Figure 6. Genetic ablation of PTAFR attenuates ethanol-induced neutrophilic inflammation and protects kidney function

A) Genetic deletion of PTAFR blocks ethanol-induced renal inflammation. Parental C57BL/6 mice and their PTAFR^−/− progeny were pair-fed a control diet or the progressive ethanol diet before total RNA was isolated from pair-fed and ethanol fed mice kidneys, and mRNA was quantified by real time reverse transcription-PCR for CD18, CD64, MPO. mRNA expression was normalized to 18S mRNA content and 2^−ΔΔCT was used to calculate the fold change as before. The data are expressed as mean±SEM (n=4), and p<0.05 was considered as significant. B, C) PTAFR deletion prevents kidney inflammation and damage. mRNA for the inflammatory mediator B) TNFα and C) for the acute kidney injury marker KIM-1 was quantified and analyzed as in the preceding panel. D) Ablation of the PAF receptor suppresses KIM-1 protein expression in kidney tubules. Paraffin embedded kidney sections were processed as in Fig. 3 prior to immunostaining for KIM-1 (1:1000,) with detection by Alexa Fluor 488 donkey anti-rabbit IgG as a secondary antibody. The kidney sections were observed under fluorescence microscopy. The figures (60X) are representative of 2–3 images per kidney of 4 mice per group. E) Kidney function is protected by PTAFR deletion. Plasma creatinine and blood urea nitrogen (BUN) concentrations (mg/dL) were assessed by commercial kits as in Fig. 2. Data are expressed as mean±SEM (n=4), with significance accepted at p<0.05.

# DIRECTIONS
In the figure legend above, which secondary antibody was used to detect KIM-1 in the kidney sections?

# EXTRACTED DATA
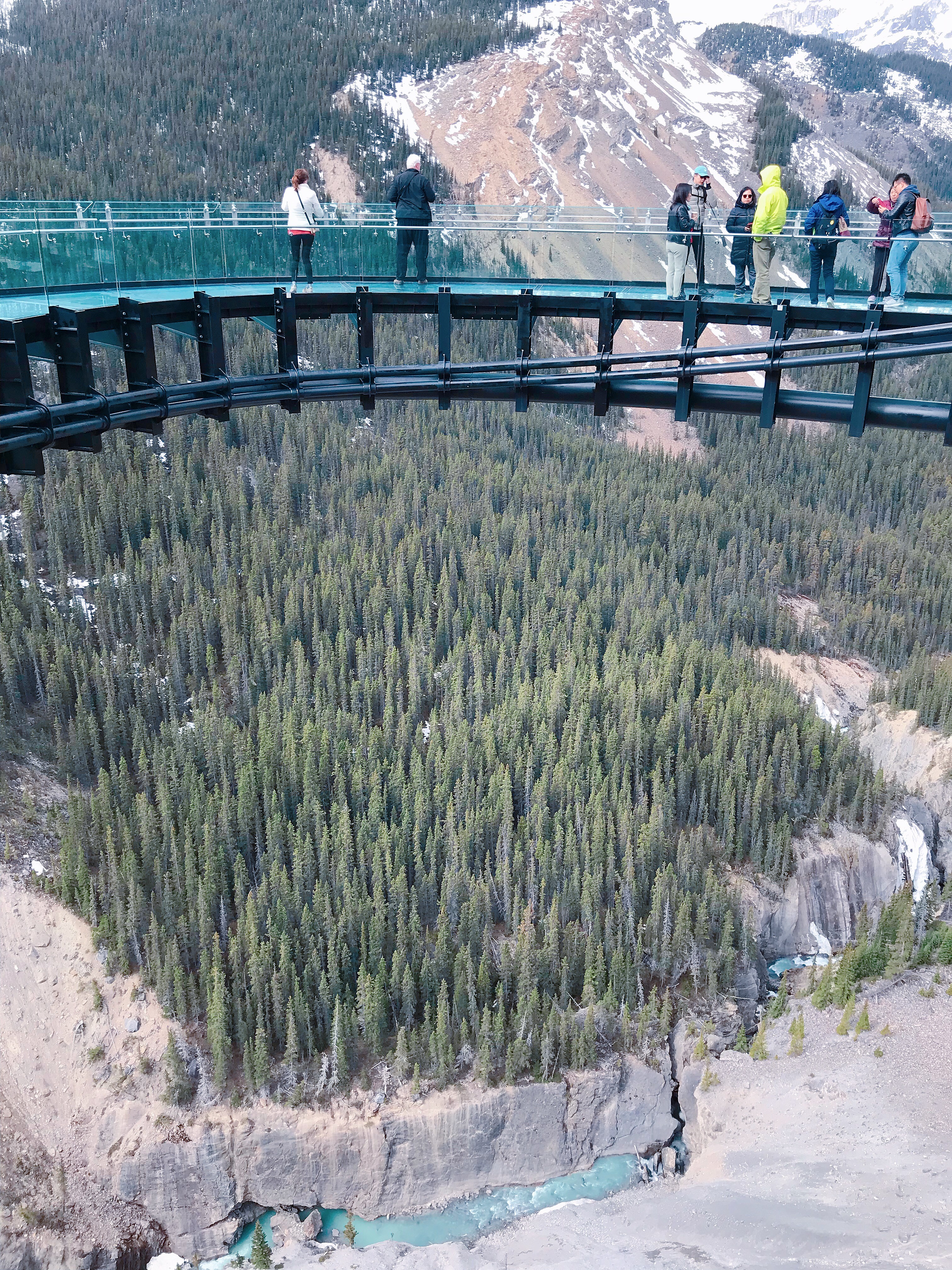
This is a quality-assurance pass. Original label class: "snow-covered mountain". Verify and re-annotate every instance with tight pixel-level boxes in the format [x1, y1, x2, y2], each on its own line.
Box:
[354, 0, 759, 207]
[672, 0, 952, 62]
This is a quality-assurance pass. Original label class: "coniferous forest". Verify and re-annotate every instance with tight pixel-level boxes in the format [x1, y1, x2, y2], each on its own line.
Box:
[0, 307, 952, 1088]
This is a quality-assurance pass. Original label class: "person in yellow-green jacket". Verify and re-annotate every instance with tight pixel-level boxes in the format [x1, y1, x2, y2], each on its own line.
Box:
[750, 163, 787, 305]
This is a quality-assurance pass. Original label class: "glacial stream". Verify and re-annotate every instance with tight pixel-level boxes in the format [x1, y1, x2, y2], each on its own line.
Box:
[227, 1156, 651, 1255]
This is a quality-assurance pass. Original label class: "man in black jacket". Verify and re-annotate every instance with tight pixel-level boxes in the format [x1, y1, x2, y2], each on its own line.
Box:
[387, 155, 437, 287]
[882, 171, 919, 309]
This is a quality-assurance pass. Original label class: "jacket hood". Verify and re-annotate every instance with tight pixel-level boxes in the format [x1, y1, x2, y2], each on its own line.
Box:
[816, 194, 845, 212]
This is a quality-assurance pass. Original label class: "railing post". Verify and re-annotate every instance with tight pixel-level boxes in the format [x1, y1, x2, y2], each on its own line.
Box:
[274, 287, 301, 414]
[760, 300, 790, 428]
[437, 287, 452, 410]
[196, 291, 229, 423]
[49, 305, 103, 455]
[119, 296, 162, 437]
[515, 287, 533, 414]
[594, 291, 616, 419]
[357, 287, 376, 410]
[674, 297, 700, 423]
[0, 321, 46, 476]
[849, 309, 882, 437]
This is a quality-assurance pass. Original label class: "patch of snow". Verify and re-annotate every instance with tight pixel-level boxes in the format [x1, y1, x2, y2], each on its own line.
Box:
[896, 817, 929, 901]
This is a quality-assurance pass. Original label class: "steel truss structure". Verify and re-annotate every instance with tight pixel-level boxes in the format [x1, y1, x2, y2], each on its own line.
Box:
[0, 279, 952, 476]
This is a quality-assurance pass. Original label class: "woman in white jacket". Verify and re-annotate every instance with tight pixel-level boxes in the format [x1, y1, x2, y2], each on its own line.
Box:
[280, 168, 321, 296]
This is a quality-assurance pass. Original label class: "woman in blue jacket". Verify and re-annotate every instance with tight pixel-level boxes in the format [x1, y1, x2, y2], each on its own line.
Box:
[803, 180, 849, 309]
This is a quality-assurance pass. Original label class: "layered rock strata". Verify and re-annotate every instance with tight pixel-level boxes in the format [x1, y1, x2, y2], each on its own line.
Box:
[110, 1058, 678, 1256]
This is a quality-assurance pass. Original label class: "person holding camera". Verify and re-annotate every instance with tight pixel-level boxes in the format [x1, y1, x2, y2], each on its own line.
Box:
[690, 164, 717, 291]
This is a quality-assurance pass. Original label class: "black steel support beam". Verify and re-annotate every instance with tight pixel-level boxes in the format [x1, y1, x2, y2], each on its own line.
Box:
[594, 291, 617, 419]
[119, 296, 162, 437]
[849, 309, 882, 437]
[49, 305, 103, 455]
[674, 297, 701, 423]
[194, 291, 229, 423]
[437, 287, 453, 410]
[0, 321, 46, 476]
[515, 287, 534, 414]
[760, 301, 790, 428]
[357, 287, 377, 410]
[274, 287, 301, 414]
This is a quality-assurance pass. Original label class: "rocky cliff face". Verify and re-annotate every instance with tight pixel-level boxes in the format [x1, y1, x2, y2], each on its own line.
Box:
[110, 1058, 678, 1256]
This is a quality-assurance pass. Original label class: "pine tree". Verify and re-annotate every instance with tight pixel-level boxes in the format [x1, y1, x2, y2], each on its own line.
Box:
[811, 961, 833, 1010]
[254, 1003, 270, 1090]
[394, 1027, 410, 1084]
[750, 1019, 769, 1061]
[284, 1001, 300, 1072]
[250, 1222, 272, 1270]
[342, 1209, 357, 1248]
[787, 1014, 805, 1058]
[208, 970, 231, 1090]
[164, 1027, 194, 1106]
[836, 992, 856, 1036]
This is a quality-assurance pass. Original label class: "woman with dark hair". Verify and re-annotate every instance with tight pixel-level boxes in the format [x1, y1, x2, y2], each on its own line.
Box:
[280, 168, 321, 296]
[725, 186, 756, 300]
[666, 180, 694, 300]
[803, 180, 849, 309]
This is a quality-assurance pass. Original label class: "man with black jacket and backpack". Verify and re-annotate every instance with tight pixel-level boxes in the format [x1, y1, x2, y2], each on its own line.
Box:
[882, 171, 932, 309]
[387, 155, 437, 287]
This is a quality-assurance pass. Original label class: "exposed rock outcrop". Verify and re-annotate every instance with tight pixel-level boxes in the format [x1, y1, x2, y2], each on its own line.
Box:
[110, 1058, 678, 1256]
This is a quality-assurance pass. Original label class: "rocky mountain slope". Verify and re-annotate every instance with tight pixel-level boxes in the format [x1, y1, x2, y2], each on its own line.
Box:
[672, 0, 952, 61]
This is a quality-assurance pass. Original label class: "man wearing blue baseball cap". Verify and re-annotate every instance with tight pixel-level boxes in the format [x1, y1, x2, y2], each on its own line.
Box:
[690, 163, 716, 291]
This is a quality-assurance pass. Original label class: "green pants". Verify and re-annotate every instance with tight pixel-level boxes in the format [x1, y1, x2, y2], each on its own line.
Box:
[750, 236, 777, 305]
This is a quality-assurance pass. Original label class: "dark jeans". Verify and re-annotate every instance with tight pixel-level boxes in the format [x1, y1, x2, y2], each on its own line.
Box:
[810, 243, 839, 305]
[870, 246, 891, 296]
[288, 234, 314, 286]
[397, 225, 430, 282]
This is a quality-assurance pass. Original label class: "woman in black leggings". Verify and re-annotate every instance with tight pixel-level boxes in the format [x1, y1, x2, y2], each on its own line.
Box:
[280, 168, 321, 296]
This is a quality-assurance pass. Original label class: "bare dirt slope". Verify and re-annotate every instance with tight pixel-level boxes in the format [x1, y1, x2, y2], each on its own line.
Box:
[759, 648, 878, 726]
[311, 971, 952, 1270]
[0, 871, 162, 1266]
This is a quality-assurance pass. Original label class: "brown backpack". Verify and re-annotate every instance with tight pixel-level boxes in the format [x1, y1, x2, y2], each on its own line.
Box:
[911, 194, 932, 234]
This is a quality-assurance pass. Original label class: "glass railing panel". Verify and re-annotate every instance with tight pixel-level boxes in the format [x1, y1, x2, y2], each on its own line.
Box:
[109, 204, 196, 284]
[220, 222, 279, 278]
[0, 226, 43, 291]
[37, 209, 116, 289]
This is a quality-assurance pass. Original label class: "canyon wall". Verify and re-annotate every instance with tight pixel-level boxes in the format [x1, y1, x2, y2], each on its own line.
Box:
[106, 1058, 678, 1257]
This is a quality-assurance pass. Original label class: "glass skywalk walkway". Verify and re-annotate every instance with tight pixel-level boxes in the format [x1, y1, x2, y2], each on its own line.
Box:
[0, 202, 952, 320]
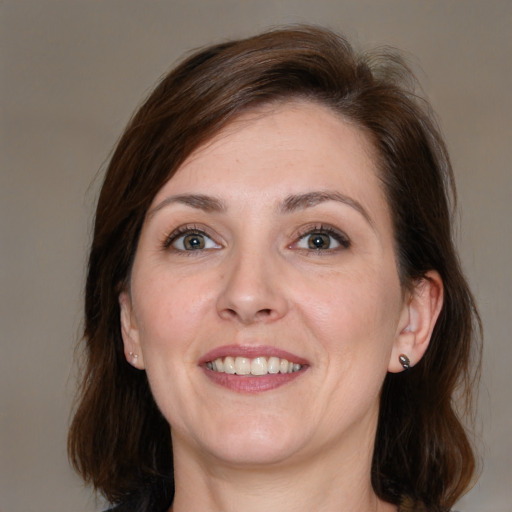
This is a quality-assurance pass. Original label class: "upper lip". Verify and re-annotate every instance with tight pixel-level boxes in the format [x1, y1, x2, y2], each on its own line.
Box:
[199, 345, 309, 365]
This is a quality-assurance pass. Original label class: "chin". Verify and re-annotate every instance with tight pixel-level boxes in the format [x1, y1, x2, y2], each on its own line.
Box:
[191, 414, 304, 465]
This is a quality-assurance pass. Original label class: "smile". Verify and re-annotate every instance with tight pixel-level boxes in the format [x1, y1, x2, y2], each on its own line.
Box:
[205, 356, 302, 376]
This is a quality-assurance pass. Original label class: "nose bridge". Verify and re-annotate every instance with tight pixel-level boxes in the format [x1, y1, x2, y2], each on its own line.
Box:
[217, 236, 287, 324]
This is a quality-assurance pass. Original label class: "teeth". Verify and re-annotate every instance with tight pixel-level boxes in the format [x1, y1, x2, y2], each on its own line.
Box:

# ANSWER BOX
Alexa Fluor 488 donkey anti-rabbit IgG